**Quelle**:
________
Neu bei Aschenputtel war Isabell Christin Behrendt mit Nathalie Bretschneider eine der beiden kleinen herrlich fiesen Stiefschwestern von Aschenputtel und eigentlich auch Annika Zaich, die zwar schon in der Vorsaison einsprang in den letzten Cashvorstellungen, ihren offiziellen Einstand aber erst in dieser Saison hatte. Sie spielte zusammen mit Marc Gelhart die weibliche Hälfte des Taubenduos Emma und Fabian, die das Stück mit den Kindern zusammen durchleben. Ganz gemein: die böse Schwiegermutter. Wie kann ein sooo lieber Mensch wie Lisette Groot nur so perfekt eine derart hinterhältige Figur spielen? Wir sind fassungslos!
Inzwischen auch bereits eine feste Hausnummer auf der Besetzungsliste in Weyhe ist Sarah Kluge, die das arme und unscheinbare Aschenputtel gab und sich am Ende dann zu einem wunderschönen Schmetterling entpuppte! Für sie wurde die allerletzte Vorstellung am Heiligabend zu einem unvergesslichen Datum, erhielt sie doch von ihrem Freund mitten auf der Bühne vor den Augen aller einen Heiratsantrag.
________
**Datenauszüge**:
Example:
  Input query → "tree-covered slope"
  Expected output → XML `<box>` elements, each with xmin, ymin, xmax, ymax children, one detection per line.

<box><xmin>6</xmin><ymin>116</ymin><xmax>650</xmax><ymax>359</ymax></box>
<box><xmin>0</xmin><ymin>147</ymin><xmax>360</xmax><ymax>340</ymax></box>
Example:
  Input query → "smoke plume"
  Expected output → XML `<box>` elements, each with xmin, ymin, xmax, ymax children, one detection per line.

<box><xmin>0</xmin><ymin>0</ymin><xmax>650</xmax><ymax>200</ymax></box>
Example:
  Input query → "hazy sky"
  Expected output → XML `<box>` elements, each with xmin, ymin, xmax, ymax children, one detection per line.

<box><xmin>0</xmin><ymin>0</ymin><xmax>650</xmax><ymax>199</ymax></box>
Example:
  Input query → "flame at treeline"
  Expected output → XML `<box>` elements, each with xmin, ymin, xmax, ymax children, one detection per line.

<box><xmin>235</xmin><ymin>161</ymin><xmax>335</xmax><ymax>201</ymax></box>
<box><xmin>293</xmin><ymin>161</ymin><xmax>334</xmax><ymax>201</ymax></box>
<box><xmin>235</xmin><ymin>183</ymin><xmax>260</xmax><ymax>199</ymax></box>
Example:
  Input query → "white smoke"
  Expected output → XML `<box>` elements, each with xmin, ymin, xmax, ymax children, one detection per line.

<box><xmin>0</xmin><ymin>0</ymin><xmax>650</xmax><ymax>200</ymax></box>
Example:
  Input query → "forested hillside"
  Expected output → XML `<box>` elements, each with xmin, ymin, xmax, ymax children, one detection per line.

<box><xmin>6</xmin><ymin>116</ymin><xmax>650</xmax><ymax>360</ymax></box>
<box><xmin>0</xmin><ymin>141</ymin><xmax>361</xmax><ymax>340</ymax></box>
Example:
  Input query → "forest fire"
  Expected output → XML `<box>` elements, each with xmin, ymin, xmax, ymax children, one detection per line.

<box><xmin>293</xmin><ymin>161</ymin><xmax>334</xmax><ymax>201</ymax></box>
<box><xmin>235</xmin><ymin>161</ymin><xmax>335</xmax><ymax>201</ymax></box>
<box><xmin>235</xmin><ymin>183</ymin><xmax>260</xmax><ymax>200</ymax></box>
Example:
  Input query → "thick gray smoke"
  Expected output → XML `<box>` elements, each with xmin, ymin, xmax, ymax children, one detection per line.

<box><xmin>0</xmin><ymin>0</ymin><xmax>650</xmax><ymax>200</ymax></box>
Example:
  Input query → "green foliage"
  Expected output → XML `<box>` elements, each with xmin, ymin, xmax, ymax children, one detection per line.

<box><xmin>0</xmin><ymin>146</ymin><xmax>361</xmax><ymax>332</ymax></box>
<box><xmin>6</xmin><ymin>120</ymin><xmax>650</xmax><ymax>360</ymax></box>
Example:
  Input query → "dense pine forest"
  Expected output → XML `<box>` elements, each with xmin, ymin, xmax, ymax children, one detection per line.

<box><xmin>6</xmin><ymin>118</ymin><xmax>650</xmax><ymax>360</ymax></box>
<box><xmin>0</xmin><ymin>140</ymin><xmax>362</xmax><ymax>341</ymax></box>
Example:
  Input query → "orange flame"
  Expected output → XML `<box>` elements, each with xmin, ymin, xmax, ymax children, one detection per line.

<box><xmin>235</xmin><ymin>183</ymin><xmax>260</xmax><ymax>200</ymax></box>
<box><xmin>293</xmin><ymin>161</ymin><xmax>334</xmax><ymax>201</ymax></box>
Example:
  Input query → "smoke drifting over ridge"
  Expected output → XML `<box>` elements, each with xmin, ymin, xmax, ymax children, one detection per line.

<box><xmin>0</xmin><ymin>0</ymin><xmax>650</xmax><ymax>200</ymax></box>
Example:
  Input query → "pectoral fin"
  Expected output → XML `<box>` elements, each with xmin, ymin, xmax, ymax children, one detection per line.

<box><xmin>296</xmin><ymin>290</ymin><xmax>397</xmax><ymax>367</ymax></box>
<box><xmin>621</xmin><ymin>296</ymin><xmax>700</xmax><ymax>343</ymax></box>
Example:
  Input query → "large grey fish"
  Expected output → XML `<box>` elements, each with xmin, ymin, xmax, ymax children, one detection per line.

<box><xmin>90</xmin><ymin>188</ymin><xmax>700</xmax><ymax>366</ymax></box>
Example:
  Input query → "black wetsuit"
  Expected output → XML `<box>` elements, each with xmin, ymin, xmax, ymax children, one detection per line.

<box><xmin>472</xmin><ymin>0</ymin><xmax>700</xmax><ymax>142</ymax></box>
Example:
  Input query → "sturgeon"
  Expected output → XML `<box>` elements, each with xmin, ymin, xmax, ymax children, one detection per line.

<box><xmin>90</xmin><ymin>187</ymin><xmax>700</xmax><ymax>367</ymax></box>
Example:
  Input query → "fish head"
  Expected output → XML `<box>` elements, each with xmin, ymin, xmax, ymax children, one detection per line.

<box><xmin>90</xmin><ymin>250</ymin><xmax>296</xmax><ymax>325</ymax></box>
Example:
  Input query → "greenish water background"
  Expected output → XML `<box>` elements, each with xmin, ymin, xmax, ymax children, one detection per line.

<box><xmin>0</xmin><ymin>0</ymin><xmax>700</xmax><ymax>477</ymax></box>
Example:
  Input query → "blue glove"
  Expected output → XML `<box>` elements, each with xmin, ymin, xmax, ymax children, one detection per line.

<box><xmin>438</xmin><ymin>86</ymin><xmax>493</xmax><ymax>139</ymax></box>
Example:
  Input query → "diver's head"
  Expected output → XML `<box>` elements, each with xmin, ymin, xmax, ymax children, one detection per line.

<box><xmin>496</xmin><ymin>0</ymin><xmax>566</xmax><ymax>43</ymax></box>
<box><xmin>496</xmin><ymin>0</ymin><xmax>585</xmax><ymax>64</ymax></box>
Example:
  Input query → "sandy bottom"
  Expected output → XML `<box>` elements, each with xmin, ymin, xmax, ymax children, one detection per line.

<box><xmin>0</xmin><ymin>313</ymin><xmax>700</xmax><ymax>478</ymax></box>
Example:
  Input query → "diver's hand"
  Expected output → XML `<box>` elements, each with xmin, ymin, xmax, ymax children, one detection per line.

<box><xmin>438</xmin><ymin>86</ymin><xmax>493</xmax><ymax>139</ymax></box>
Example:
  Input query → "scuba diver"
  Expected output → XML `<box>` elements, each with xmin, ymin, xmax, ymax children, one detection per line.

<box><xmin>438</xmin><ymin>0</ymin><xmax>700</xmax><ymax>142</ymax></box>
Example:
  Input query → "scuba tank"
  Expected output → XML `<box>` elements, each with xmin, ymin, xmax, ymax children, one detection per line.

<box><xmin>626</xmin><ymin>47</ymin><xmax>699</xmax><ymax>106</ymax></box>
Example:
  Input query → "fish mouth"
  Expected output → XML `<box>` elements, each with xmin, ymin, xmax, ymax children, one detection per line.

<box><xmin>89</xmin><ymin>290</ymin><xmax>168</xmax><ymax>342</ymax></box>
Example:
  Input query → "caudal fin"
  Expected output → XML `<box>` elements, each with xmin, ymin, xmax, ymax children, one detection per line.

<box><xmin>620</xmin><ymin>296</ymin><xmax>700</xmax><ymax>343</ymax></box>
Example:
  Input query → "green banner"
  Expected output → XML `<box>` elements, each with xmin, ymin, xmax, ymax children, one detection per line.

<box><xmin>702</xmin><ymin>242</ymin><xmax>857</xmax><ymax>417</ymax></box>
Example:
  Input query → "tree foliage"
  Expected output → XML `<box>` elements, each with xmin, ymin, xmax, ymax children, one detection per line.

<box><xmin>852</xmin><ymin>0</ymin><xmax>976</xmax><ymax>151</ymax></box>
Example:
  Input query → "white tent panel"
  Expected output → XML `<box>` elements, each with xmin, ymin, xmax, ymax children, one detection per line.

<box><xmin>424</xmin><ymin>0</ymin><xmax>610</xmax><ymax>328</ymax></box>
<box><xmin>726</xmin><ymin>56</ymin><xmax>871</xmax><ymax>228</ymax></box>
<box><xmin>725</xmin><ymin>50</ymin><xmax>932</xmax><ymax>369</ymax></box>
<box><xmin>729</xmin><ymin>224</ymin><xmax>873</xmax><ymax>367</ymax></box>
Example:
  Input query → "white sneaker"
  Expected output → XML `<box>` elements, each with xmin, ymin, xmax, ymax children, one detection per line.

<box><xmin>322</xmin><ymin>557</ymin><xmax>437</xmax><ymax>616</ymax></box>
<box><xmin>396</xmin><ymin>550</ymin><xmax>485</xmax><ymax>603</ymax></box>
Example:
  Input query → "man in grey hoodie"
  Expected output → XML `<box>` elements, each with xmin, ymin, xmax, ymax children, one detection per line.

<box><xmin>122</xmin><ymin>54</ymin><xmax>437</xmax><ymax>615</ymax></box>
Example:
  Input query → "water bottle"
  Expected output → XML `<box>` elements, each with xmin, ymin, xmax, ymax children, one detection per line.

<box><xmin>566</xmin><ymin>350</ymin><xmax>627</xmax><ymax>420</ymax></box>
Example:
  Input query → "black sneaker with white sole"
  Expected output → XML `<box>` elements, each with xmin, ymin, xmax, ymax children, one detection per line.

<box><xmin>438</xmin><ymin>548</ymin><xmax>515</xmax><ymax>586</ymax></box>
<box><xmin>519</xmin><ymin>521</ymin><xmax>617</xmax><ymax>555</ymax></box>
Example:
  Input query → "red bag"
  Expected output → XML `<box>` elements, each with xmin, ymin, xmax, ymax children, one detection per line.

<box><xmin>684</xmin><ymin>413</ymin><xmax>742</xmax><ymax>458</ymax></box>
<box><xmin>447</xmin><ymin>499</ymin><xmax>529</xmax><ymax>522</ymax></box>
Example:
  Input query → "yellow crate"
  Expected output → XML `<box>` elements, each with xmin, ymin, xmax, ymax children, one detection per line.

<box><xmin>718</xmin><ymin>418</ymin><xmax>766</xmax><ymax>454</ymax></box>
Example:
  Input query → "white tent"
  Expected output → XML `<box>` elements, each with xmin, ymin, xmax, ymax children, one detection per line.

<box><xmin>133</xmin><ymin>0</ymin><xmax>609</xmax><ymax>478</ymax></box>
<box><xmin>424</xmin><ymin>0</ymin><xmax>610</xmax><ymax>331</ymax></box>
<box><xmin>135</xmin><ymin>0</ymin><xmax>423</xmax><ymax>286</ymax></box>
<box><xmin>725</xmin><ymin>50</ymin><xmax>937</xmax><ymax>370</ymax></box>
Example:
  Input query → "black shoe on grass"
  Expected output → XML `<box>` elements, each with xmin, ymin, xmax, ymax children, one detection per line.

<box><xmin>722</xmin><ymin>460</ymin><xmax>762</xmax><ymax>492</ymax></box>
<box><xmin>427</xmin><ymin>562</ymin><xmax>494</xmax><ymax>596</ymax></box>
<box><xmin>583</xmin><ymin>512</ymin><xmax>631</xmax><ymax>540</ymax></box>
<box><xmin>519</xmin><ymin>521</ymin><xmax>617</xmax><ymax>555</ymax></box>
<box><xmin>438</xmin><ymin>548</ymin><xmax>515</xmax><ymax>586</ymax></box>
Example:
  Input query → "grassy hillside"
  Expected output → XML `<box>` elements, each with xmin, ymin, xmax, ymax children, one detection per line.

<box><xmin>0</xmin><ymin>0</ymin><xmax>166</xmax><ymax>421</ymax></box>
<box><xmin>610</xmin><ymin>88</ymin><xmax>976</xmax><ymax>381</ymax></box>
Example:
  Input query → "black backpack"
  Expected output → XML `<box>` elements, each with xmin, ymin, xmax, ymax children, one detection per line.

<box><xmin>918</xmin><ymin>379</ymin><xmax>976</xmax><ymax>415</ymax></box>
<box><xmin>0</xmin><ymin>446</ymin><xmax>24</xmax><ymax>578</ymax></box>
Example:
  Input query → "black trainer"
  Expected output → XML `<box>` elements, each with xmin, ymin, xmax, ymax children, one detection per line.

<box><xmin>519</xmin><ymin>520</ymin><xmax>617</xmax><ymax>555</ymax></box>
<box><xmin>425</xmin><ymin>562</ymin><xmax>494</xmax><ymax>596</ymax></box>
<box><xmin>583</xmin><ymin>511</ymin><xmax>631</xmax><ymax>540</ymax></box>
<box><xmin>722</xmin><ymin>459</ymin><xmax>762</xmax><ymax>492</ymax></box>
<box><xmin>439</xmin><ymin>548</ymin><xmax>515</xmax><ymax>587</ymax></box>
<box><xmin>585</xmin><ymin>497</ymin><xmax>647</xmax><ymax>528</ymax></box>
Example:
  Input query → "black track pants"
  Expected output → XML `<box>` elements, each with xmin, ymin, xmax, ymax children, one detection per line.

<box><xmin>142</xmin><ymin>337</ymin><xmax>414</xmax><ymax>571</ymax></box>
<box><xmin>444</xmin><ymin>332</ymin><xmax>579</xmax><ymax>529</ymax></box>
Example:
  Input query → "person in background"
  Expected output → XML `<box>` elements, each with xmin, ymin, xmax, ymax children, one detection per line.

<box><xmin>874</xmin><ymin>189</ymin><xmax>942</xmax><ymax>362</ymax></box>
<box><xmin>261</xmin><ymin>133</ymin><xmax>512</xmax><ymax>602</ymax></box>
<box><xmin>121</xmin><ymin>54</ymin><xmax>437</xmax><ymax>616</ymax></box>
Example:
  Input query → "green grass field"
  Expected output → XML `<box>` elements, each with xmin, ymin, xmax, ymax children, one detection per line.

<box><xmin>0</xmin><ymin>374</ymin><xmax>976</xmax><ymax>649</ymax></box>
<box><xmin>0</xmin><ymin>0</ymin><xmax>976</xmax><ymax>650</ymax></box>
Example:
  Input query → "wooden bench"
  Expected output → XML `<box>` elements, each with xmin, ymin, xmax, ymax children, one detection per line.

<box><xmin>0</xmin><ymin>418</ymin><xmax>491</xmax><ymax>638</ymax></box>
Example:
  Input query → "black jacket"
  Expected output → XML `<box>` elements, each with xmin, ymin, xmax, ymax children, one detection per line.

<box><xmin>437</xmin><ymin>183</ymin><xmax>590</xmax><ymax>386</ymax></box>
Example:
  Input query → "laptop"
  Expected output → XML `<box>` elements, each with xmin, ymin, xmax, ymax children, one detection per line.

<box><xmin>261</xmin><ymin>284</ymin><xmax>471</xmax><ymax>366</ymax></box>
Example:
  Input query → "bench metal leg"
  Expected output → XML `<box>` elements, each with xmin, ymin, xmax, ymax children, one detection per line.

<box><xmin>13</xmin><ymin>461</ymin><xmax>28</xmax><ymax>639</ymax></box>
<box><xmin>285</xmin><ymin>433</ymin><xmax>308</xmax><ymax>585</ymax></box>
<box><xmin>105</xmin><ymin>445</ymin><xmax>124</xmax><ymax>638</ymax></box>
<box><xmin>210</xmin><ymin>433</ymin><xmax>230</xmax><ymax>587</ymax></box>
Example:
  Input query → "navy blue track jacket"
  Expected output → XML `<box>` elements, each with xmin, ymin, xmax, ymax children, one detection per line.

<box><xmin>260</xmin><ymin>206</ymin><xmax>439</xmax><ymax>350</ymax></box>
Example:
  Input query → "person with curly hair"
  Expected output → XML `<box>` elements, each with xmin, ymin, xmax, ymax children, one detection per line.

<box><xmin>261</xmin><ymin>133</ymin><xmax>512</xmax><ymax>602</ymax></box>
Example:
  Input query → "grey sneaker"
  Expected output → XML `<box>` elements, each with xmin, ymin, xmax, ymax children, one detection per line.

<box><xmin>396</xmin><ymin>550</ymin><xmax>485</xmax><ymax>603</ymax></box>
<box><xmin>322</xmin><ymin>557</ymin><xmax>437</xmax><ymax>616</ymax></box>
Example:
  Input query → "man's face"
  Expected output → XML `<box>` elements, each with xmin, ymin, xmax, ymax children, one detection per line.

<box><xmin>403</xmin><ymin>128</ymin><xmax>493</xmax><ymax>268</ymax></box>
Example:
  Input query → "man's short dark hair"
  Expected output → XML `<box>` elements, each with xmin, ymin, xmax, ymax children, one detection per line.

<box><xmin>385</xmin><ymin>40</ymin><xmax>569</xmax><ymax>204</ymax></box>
________
**Ziele**:
- A) Beantworte anhand des Textes über die Aschenputtel-Aufführung in Weyhe:
(i) Mit wem zusammen spielte Annika Zaich das Taubenduo?
(ii) Wer spielte die böse Schwiegermutter?
(iii) Was erhielt Sarah Kluge in der allerletzten Vorstellung am Heiligabend?
- B) Führe den Text über die Aschenputtel-Aufführung in Weyhe bitte ab dem Satz über den Heiratsantrag fort.

**Erwartete Ergebnisse**:
- A)
(i) Mit Marc Gelhart.
(ii) Lisette Groot.
(iii) Einen Heiratsantrag von ihrem Freund, mitten auf der Bühne vor den Augen aller.

- B)
Doch zurück zum Stück! Fehlt noch der Adel: Papa König, gespielt von Joachim Börker, der die Kinder mit seinen Schrullen und Macken immer wieder begeistert und Simon Kase als Sohn Prinz Julian, dem mit seiner Sturheit, unbedingt den wirklich passenden Fuß zu dem gefundenen Schuh zu finden, zu verdanken ist, dass das Stück doch noch gut ausgeht. Erstaunlich, was kreative Theaterleute aus einer Geschichte machen können, die eigentlich doch schon in allen möglichen Facetten gespielt wurde. Eigentlich! Nur in Weyhe ist wieder einmal alles anders. Es gibt eben immer die Weyher Version. Und die ist in jeder Beziehung besonders! Etwas ganz Besonderes erlebten wir nach dem Ende einer Morgenvorstellung. Unglaublich ruhig und artig verließen die Kinder das Theater. Wir haben noch nie so viele Kinder gesehen, die völlig gefangen von dem Gesehenen so brav und lieb waren. Es war ergreifend, die Theatergäste von Morgen so fasziniert zu sehen.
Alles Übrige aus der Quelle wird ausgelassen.